• _EXTRACT_
= = = =

I want to single a few out for special mention. Rohan, Damien, Lucie, Sharif, Kajute, Jake, Olivia worked their guts out in the Brunsiwck St office. Kathleen, Brian and Cyndi, it is a delight to work with you and I hope I can do more of it after November. To Nick, Jarrah, Lily, Sofia and all your team, your advice and work was invaluable.
To our State MLCs Greg, Sue and Colleen, to Senator-elect Richard, and to all my Senate colleagues and Bob Brown & Sarah Hanson-Young in particular, thank you for throwing so much support behind our campaign in Melbourne.
To those unions who I have worked with over many years, but especially those who took a big leap to support me and The Greens, your commitment to principle and to real change for the benefit of your members is humbling. Along the way as an industrial lawyer representing you I have learned much, most importantly knowing that while sometimes cutting a deal is the best thing to do, at other times there is much more to be gained by taking a strong stand and having the courage of your convictions. In particular, I want to thank Peter Marshall from the United Firefighters Union for your support and wisdom over many years and to thank you and Mick Farrell for coming here today. To Rosemary Kelly and the Medical Scientists Association who were prepared to objectively analyse the policies of the parties, including ours, and put that information in front of their members, I thank you. And to Dean Mighell and the State Council of the Electrical Trades Union, your strong support was so valuable and your willingness to stick your necks out in the interests of your members inspirational. To Len Cooper, Joan Doyle and their respective colleagues at the CEPU, and to Michael Bakhaazi and the Australian Institute of Marine and Power Engineers, your support was greatly welcomed.

= = = =

Dataset excerpts

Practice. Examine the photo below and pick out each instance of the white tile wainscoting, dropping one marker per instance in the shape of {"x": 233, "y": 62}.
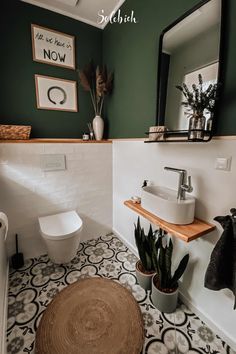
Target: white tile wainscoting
{"x": 28, "y": 192}
{"x": 95, "y": 173}
{"x": 134, "y": 161}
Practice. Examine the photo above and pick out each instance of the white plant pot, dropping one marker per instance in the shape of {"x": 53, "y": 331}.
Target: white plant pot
{"x": 164, "y": 302}
{"x": 98, "y": 127}
{"x": 144, "y": 280}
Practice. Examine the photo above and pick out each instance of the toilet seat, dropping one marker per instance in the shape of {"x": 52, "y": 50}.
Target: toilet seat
{"x": 60, "y": 226}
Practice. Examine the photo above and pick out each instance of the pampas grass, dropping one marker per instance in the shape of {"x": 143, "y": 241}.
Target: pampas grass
{"x": 98, "y": 83}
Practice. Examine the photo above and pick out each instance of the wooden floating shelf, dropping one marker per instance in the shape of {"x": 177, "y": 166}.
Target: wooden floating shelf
{"x": 186, "y": 233}
{"x": 59, "y": 140}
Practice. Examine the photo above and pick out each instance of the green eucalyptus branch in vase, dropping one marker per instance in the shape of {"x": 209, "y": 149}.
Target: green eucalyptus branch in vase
{"x": 98, "y": 83}
{"x": 197, "y": 101}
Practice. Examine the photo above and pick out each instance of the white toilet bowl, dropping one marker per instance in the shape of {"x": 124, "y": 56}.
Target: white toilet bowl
{"x": 61, "y": 234}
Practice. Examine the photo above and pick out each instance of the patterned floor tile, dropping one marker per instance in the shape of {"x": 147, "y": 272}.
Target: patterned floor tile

= = = =

• _EXERCISE AIM_
Output the full acknowledgments passage word for word. The lines have nothing to do with what you need to do here.

• _RESPONSE AREA_
I want to single a few out for special mention. Rohan, Damien, Lucie, Sharif, Kajute, Jake, Olivia worked their guts out in the Brunsiwck St office. Kathleen, Brian and Cyndi, it is a delight to work with you and I hope I can do more of it after November. To Nick, Jarrah, Lily, Sofia and all your team, your advice and work was invaluable.
To our State MLCs Greg, Sue and Colleen, to Senator-elect Richard, and to all my Senate colleagues and Bob Brown & Sarah Hanson-Young in particular, thank you for throwing so much support behind our campaign in Melbourne.
To those unions who I have worked with over many years, but especially those who took a big leap to support me and The Greens, your commitment to principle and to real change for the benefit of your members is humbling. Along the way as an industrial lawyer representing you I have learned much, most importantly knowing that while sometimes cutting a deal is the best thing to do, at other times there is much more to be gained by taking a strong stand and having the courage of your convictions. In particular, I want to thank Peter Marshall from the United Firefighters Union for your support and wisdom over many years and to thank you and Mick Farrell for coming here today. To Rosemary Kelly and the Medical Scientists Association who were prepared to objectively analyse the policies of the parties, including ours, and put that information in front of their members, I thank you. And to Dean Mighell and the State Council of the Electrical Trades Union, your strong support was so valuable and your willingness to stick your necks out in the interests of your members inspirational. To Len Cooper, Joan Doyle and their respective colleagues at the CEPU, and to Michael Bakhaazi and the Australian Institute of Marine and Power Engineers, your support was greatly welcomed.